- [How to complete this task]: Copy each line exactly, starting with the one that contains "Note to the class: point to the articulated" and stopping after the last line of the material below, with nothing else.

- [Data in this exercise]:

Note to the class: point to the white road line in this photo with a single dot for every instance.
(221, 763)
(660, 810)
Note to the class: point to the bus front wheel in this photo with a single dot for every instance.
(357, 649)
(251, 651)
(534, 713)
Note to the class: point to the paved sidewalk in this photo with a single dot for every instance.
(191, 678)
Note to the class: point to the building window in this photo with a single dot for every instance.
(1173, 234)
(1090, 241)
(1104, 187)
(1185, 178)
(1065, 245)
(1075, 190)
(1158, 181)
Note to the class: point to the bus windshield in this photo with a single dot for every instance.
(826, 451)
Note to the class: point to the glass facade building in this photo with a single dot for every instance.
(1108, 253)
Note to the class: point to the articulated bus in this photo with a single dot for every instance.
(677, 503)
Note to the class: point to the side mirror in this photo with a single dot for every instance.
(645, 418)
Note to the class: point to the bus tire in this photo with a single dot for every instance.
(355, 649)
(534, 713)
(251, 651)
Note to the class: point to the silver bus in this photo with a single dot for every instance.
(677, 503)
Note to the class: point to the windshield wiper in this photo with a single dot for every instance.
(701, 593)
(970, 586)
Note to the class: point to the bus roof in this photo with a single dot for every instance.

- [Problem solution]:
Note to the class: point to the articulated bus in this photo with a single dot for every instance.
(677, 503)
Note to the class: point to the side mirror in this photo with a single dot for every instance.
(645, 418)
Note to the class: point to the bus tire in this photo with a single dot for every instance.
(355, 649)
(534, 713)
(251, 651)
Note to the class: point to the silver bus in this photo with a single dot for every instance.
(677, 503)
Note to the class: point to the windshield wiper in this photo with a single dot for every instance.
(701, 593)
(970, 586)
Note to the class: point to the bus roof in this photo with a single dot for every instance.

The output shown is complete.